[[ PASSAGE TO READ, beginning ]]
The economy of the Novgorod Republic included farming and animal husbandry (e.g., the archbishops of Novgorod and others raised horses for the Novgorodian army), while hunting, beekeeping, and fishing were also widespread. In most of the regions of the republic, these different "industries" were combined with farming. Iron was mined on the coast of the Gulf of Finland. Staraya Russa and other localities were known for their saltworks. Flax and hop cultivation were also of significant importance. Countryside products, such as furs, beeswax, honey, fish, lard, flax, and hops, were sold on the market and exported to other Russian cities or abroad. Scholars have argued that Novgorod played a crucial role in revitalizing the Russian economy in the 14th century, especially by importing silver from the rest of Europe.

The real wealth of Novgorod came from the fur trade. Hanseatic merchants were particularly attracted to the Russian trade due to its vast resources of furs and beeswax, with Novgorod being the leading supplier of furs. As one of the westernmost Russian cities, Novgorod was the main entrepôt for trade between Rus' and northwestern Europe as it was located at the eastern end of the Baltic trade network established by the Hanseatic League. From Novgorod's northeastern lands ("The Lands Beyond the Portages", as they were called in the chronicles), the area stretching north of Lakes Ladoga and Onega, and extending up to the White Sea and east to the Ural Mountains, had so much fur that medieval travel accounts tell of furry animals raining from the sky.
[[ PASSAGE TO READ, end ]]
[[ DATA EXTRACTS, beginning ]]
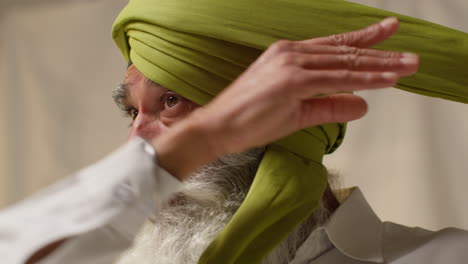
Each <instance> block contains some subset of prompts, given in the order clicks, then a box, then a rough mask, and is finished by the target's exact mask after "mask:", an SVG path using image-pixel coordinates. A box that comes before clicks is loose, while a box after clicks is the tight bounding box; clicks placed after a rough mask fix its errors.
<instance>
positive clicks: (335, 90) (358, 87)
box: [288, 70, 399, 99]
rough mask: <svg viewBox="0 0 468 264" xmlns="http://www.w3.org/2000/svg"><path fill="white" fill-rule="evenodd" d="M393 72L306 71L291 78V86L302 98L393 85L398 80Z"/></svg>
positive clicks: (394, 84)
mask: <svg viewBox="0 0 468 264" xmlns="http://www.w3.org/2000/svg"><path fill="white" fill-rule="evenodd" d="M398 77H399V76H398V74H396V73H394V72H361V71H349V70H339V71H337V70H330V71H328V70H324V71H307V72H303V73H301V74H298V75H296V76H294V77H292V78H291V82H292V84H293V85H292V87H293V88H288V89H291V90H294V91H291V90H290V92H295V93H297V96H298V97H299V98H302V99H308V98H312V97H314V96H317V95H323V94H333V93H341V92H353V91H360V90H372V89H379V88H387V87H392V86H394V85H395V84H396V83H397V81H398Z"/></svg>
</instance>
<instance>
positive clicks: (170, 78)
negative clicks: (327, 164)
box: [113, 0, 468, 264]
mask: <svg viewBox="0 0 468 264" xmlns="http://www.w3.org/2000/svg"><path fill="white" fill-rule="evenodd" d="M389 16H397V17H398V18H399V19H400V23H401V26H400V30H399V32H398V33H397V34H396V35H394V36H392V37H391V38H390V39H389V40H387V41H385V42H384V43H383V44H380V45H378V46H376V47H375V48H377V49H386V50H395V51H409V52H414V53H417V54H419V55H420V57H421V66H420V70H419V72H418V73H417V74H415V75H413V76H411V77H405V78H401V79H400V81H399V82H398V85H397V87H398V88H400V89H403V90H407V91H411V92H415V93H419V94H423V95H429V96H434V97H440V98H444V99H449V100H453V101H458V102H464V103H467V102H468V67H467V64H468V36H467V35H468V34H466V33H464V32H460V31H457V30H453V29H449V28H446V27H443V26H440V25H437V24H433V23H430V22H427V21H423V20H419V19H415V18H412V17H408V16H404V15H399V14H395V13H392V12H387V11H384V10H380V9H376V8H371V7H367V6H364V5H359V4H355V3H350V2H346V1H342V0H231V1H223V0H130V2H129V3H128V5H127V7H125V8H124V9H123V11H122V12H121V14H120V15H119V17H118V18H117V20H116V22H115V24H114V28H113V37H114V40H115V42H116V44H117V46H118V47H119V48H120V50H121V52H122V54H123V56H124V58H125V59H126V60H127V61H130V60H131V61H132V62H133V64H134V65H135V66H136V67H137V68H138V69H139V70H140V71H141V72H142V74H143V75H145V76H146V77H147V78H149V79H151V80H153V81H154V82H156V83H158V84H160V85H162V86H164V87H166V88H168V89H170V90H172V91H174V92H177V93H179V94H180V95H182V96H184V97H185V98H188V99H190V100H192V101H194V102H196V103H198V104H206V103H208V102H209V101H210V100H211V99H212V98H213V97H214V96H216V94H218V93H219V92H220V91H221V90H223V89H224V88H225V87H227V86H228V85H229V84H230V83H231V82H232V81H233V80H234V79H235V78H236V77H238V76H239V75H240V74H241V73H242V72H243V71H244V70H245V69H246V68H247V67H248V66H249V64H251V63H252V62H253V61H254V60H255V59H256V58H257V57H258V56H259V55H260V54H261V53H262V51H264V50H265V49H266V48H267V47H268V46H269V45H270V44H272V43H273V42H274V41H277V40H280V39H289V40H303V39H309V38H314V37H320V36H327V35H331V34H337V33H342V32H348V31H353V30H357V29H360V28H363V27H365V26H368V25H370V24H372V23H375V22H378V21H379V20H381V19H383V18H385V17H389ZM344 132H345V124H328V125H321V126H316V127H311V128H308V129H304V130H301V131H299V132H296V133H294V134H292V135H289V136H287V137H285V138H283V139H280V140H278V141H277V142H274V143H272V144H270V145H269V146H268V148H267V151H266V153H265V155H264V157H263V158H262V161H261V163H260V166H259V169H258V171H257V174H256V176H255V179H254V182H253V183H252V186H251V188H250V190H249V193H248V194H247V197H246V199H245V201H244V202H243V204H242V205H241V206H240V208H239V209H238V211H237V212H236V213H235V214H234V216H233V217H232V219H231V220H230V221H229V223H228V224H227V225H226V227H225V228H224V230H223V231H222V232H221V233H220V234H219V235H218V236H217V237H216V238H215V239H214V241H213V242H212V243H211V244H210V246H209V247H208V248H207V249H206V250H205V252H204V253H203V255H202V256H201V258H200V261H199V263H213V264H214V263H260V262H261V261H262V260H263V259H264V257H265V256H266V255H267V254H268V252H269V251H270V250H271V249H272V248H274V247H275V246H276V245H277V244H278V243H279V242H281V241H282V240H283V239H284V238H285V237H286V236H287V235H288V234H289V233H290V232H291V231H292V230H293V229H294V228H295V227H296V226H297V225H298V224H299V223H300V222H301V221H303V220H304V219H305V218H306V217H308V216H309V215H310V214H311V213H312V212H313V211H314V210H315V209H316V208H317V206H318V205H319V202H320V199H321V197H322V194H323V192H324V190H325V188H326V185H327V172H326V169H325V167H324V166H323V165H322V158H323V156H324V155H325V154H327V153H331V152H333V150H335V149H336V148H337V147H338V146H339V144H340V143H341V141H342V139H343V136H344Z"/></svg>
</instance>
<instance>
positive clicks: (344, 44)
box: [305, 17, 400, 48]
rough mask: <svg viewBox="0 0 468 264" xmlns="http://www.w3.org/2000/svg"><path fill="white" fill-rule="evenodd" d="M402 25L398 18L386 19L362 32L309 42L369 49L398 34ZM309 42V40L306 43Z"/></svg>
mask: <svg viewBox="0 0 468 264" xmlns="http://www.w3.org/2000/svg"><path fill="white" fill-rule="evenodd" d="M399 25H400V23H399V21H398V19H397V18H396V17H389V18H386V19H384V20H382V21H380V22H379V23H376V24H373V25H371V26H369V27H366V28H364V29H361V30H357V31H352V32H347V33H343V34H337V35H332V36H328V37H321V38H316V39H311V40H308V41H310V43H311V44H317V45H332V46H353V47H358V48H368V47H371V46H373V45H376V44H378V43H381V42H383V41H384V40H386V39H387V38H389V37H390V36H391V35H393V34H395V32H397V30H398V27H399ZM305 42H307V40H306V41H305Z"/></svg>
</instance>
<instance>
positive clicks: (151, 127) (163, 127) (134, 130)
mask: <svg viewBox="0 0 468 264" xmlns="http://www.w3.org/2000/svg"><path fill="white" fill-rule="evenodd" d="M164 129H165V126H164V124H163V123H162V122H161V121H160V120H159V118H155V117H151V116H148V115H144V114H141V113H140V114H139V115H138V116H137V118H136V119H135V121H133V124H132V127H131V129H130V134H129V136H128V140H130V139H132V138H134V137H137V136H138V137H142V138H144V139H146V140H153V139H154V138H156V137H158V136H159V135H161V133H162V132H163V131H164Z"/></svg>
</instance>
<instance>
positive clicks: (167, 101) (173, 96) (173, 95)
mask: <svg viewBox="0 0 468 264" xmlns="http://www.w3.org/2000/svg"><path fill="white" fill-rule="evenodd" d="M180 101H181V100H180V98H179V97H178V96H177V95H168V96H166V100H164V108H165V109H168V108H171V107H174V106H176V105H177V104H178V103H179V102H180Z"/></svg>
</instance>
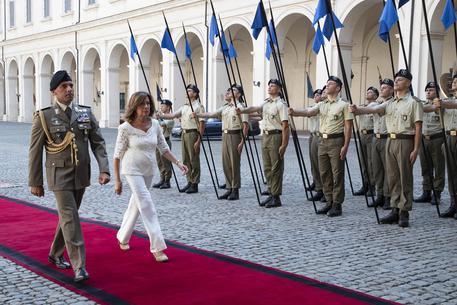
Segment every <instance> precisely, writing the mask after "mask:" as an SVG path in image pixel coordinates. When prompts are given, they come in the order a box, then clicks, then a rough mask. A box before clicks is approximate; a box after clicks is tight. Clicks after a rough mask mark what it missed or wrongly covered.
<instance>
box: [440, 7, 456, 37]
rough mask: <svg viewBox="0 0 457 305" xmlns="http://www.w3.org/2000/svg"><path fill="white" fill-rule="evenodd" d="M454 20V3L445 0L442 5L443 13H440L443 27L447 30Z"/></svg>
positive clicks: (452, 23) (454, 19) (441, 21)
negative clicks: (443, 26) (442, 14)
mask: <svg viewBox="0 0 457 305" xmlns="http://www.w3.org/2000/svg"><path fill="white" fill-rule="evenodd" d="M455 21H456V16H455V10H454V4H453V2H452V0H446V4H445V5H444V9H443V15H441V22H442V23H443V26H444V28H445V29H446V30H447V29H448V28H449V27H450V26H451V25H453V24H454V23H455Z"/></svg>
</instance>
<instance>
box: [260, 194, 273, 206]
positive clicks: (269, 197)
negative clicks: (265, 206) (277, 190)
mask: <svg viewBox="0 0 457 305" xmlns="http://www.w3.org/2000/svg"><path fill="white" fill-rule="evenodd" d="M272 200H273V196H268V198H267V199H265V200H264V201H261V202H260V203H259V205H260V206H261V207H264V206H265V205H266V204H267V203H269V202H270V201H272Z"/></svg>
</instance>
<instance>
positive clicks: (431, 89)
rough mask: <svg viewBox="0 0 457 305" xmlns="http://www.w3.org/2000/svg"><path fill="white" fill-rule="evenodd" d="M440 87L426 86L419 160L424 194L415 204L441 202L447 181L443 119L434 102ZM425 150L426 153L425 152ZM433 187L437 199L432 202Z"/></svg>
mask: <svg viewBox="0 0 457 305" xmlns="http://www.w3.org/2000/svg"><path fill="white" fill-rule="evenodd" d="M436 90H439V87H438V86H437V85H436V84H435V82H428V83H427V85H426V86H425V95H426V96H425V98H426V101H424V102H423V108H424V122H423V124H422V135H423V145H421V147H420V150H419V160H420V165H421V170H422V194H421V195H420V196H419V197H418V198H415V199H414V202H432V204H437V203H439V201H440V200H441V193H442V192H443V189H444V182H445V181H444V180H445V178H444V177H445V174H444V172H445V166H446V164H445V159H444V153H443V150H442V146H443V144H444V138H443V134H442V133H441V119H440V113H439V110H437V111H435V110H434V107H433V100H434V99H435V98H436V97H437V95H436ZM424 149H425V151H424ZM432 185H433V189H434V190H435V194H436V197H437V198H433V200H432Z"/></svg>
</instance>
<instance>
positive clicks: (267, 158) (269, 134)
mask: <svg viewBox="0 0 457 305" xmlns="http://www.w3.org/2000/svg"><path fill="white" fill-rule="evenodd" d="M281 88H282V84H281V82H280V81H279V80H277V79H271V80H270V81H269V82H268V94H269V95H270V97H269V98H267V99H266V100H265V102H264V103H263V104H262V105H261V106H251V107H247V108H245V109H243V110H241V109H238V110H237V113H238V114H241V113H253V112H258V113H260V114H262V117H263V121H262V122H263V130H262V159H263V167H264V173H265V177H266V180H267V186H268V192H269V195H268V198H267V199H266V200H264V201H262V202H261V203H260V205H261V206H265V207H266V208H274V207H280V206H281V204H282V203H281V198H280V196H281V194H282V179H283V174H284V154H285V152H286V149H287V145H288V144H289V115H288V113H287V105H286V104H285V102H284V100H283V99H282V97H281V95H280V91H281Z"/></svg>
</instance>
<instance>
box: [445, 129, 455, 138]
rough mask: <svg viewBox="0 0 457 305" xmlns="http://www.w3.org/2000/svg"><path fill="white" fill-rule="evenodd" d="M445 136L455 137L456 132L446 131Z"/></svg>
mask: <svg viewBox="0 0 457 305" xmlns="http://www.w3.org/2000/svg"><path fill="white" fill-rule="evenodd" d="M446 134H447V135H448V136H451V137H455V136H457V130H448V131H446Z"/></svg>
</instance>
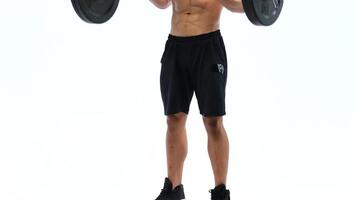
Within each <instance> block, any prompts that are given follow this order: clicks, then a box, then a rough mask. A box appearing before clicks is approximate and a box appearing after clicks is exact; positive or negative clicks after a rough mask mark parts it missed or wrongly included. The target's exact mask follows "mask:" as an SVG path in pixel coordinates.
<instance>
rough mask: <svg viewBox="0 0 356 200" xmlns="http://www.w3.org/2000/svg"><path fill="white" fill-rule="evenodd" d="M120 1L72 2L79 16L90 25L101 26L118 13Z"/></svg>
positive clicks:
[[ DATA EXTRACTS, end ]]
TASK INSTRUCTIONS:
Repeat the passage on the Novgorod Republic's economy word for word, starting with "The real wealth" and going on through "from the sky.".

EXERCISE RESPONSE:
The real wealth of Novgorod came from the fur trade. Hanseatic merchants were particularly attracted to the Russian trade due to its vast resources of furs and beeswax, with Novgorod being the leading supplier of furs. As one of the westernmost Russian cities, Novgorod was the main entrepôt for trade between Rus' and northwestern Europe as it was located at the eastern end of the Baltic trade network established by the Hanseatic League. From Novgorod's northeastern lands ("The Lands Beyond the Portages", as they were called in the chronicles), the area stretching north of Lakes Ladoga and Onega, and extending up to the White Sea and east to the Ural Mountains, had so much fur that medieval travel accounts tell of furry animals raining from the sky.